*Work to complete*: Which lines of the entries below contain the string "wooden"? Copy each one.

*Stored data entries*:
┌────────
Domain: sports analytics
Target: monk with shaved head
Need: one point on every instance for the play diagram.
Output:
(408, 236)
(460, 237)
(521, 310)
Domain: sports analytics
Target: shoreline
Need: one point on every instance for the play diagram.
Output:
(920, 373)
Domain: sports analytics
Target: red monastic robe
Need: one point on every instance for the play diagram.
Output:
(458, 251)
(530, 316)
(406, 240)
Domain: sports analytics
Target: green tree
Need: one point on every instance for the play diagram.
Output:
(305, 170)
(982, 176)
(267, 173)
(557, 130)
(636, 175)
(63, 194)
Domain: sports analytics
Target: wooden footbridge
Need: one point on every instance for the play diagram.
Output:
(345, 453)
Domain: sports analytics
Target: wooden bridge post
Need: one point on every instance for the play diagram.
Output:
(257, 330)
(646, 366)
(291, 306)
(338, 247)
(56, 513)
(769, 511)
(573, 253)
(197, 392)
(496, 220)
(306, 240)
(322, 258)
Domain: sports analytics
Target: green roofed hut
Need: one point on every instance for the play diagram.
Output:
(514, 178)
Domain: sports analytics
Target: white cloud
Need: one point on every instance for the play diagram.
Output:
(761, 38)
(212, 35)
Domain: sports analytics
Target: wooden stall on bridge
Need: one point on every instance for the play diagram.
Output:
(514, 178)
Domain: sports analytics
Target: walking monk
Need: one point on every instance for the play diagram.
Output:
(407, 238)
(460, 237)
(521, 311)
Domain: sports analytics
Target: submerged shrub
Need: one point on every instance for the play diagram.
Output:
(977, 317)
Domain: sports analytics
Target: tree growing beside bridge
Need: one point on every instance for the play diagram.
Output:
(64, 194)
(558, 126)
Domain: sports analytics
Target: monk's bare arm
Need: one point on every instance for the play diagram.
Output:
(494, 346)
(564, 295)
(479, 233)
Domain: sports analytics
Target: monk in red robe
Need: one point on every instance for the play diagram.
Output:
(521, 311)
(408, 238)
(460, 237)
└────────
*Task answer*:
Target: wooden footbridge
Target: wooden bridge post
Target: wooden stall on bridge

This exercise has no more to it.